▶ Exercise prompt:
Write out the data word for word, starting at its first line and ending at the line that contains "[466, 157, 529, 224]", including that line.

━━ Extracted material

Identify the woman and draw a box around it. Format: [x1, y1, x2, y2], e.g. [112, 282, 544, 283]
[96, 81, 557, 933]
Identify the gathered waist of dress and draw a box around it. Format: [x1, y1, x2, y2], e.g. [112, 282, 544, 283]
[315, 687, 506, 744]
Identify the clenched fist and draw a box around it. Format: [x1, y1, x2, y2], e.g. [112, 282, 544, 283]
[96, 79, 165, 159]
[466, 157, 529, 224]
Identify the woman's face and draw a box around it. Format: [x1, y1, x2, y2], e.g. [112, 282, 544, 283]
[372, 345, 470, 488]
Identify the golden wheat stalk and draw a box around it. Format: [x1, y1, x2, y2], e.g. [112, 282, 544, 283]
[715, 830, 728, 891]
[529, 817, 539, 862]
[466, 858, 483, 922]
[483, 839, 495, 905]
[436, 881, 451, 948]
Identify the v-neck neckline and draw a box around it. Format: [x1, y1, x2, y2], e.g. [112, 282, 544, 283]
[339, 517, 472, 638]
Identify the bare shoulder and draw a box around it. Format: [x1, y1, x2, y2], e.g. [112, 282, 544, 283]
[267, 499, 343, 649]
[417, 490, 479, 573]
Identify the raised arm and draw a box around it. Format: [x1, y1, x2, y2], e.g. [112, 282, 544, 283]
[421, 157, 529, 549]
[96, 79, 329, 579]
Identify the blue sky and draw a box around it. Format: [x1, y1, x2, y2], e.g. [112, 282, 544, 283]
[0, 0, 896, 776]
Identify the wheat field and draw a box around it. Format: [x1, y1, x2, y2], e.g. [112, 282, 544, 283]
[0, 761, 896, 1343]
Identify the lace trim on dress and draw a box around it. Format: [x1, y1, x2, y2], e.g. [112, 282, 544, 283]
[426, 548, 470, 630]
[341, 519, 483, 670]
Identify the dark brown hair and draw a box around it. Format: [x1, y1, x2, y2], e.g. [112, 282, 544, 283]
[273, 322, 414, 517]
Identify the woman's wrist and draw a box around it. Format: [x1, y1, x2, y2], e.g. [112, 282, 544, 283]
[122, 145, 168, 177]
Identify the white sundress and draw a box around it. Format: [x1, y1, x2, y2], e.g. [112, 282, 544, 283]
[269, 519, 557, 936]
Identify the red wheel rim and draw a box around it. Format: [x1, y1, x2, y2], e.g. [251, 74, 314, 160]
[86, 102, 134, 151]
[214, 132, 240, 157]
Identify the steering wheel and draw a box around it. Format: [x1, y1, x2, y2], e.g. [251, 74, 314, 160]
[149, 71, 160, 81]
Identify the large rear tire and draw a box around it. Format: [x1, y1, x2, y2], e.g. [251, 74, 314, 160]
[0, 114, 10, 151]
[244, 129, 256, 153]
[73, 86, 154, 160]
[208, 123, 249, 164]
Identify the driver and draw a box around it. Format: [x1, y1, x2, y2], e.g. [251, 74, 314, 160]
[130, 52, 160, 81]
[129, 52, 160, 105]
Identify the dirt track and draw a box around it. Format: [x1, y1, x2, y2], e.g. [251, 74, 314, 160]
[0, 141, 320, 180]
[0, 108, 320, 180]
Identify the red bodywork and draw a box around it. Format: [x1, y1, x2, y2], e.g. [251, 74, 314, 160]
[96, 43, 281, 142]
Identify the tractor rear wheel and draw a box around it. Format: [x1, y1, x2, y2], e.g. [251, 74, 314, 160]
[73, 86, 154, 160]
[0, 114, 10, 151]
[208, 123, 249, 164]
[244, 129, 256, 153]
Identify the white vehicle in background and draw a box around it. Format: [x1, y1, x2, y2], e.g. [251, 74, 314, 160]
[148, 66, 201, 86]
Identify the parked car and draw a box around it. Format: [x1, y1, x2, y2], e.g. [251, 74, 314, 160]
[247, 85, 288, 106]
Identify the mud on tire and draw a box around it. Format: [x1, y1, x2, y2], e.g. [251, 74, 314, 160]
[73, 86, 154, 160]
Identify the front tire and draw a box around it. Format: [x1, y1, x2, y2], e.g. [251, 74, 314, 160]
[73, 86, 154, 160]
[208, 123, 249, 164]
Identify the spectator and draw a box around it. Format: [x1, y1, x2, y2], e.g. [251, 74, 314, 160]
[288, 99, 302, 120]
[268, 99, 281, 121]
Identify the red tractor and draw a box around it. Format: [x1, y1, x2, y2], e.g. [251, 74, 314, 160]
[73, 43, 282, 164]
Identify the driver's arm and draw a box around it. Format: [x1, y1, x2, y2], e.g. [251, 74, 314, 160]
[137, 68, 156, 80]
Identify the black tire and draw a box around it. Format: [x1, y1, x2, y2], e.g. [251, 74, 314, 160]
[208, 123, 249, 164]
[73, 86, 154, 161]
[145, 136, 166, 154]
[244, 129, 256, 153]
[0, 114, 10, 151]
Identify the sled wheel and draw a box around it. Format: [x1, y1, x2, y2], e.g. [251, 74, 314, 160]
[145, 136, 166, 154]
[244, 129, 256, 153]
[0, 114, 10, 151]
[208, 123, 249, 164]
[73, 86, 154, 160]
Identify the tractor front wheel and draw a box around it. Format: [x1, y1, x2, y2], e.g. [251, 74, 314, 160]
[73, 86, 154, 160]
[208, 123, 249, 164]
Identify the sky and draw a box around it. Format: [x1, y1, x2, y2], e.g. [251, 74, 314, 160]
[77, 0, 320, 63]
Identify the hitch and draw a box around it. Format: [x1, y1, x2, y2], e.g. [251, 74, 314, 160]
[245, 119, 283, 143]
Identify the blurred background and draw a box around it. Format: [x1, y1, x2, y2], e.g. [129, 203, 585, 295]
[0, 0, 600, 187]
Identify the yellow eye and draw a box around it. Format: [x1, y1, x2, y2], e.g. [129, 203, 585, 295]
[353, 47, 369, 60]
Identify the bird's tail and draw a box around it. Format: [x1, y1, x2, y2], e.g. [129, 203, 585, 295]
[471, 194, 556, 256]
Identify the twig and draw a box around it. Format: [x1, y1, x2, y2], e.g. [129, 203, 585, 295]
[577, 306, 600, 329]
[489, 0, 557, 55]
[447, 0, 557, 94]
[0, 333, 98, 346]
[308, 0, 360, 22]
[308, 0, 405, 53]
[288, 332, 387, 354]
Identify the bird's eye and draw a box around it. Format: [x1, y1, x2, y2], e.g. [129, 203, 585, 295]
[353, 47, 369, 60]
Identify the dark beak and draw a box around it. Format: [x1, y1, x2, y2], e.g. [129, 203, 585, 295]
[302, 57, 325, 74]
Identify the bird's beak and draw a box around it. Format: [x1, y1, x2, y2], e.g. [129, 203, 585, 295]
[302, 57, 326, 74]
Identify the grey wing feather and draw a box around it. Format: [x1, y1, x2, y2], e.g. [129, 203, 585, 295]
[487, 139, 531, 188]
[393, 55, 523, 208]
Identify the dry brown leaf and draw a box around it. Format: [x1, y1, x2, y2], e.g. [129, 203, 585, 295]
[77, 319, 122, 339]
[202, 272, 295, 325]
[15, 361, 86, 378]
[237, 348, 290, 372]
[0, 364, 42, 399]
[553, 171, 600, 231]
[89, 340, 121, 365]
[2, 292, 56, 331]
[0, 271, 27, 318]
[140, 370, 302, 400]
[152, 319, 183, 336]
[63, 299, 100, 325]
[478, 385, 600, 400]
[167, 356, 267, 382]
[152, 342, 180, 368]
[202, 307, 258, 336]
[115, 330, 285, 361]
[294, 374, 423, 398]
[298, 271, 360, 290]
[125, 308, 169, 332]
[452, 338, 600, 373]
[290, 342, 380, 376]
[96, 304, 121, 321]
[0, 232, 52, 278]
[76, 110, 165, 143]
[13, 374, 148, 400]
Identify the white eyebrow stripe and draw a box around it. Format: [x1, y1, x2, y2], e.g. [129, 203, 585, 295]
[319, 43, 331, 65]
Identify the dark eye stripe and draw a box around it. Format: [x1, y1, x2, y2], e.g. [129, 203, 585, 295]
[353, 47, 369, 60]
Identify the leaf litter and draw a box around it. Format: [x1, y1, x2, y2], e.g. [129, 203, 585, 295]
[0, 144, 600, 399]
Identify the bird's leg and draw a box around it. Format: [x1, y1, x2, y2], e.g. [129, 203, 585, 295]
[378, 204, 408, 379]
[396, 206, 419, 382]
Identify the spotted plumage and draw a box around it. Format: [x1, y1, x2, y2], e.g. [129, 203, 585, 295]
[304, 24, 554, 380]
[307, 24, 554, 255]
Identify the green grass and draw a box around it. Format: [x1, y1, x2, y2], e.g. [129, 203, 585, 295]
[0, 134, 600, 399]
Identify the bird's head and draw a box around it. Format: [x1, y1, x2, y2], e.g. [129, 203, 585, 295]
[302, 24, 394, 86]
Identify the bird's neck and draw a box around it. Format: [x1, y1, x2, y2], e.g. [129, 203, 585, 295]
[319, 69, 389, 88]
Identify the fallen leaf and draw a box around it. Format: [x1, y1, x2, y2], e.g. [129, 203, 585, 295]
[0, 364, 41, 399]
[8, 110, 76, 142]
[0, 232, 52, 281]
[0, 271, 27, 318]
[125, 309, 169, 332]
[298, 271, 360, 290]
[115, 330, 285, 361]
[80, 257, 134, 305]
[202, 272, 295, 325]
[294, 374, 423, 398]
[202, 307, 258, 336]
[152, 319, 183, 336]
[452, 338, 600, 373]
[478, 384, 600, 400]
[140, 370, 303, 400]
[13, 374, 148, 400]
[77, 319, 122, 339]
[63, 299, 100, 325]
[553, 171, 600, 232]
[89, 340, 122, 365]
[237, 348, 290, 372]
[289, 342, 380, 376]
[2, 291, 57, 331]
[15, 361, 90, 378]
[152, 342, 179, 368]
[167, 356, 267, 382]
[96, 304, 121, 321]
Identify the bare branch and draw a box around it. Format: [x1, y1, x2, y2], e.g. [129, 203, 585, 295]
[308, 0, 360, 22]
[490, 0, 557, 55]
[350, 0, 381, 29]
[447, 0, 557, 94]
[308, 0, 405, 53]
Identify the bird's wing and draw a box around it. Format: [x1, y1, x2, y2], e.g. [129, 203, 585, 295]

━━━━

▶ Exercise solution:
Identify the woman and draw a box around it. Format: [x1, y1, x2, y2], e.g. [112, 282, 544, 283]
[96, 81, 557, 933]
Identify the gathered waist of dress and draw a box around it. Format: [x1, y1, x2, y2], e.g. [112, 282, 544, 283]
[315, 687, 506, 744]
Identify the clenched fist and draw a box around it. Format: [x1, y1, x2, y2], e.g. [112, 282, 544, 283]
[96, 79, 165, 159]
[466, 157, 529, 224]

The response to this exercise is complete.